→ **TEXTE FOURNI**:
Emil Spanyi  (piano),  Gautier Garrigue  (batterie),   Éric Barret (saxophone ténor)

Dunkerque, juin 2022

Jazz Family JF098 / Socadisc


 

D’abord, immense plaisir d’écouter enfin sur disque ce trio dont Éric Barret m’a dit que j’avais été le premier programmateur, en juillet 2011, au festival de Radio France & Montpellier, où j’ai produit et diffusé sur France Musique les concerts de jazz durant…. 29 ans ! Souvenir marquant car, outre le plaisir de retrouver ce jour-là Éric Barret, et le formidable pianiste qu’est Emil Spanyi, j’écoutais alors pour la première fois le batteur Gautier Garrigue, dont le talent m’a dès ce jour impressionné (impression confirmée au fil des année).

→ **LISTE DES LIGNES**:

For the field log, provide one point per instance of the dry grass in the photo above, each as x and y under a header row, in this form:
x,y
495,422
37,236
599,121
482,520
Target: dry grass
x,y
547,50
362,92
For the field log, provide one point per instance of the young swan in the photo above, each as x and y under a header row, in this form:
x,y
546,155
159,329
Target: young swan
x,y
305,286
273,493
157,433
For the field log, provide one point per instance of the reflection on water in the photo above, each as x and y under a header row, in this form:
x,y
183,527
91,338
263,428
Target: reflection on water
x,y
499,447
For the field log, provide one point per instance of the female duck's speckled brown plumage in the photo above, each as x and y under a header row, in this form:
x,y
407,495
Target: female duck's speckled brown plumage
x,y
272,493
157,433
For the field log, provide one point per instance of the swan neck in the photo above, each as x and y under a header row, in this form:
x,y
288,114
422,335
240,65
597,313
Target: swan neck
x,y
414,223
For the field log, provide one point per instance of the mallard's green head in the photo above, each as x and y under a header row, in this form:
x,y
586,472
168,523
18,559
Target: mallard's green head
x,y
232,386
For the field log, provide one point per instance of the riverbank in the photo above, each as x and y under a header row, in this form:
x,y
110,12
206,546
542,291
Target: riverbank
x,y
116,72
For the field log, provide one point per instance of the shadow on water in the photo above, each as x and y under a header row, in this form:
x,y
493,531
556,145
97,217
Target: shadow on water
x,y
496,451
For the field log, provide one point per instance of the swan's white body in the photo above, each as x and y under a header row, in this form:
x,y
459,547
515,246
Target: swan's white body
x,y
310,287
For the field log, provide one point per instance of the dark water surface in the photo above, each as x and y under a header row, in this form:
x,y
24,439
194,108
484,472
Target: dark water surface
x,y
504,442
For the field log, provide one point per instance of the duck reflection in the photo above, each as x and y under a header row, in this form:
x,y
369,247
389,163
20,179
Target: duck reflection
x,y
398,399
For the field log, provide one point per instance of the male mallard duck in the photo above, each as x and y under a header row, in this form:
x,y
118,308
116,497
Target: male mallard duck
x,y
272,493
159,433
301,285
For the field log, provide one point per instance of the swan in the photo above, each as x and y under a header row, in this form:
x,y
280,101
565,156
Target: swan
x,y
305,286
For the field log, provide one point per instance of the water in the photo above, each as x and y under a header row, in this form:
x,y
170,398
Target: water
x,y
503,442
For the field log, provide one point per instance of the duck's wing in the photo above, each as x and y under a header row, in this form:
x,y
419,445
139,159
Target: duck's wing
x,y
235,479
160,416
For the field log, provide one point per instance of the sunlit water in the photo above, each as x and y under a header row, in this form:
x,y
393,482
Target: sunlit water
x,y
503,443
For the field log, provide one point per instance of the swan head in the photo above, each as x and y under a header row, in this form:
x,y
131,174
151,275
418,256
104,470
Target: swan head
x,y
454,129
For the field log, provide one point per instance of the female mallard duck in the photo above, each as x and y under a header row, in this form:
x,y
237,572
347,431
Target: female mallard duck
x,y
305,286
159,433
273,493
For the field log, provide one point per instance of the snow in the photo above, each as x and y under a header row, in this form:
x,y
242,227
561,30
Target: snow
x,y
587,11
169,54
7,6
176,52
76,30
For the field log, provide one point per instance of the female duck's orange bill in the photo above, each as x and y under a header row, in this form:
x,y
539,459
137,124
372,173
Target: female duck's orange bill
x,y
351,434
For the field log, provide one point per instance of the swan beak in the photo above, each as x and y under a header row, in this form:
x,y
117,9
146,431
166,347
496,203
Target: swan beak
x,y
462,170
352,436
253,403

→ **CONSIGNE**:
Poursuivez le texte sur le trio d'Emil Spanyi après sa dernière phrase. Ces lignes n'ont aucun lien avec le texte sur le trio d'Emil Spanyi.

→ **RÉPONSE**:
Très grande joie aussi de découvrir un disque enregistré ‘sur le vif’ (live pour les accros au franglais) dans un club unique : le Jazz Club de Dunkerque (https://www.jazzclubdunkerque.fr/), qui depuis des années accueille un groupe pour trois soirées (jeudi-vendredi-samedi), chose devenue rarissime et qui rappelle aux amateurs chenus (et même cacochymes) l’époque (lointaine) où les groupes résidaient à Paris dans un club plusieurs semaines, plusieurs mois, voire... plusieurs années. Trois jours (les 2, 3 & 4juin 2022) pour se trouver, se retrouver, et produire une musique qui respire l’engagement, le risque, la liberté, à chaque mesure, à chaque solo, à chaque improvisation. Une instrumentation inusitée, qui fonctionne parfaitement, et trois solistes exceptionnels dans une circonstance plus que faste. Je n’en dis pas plus : précipitez-vous chez vos disquaires !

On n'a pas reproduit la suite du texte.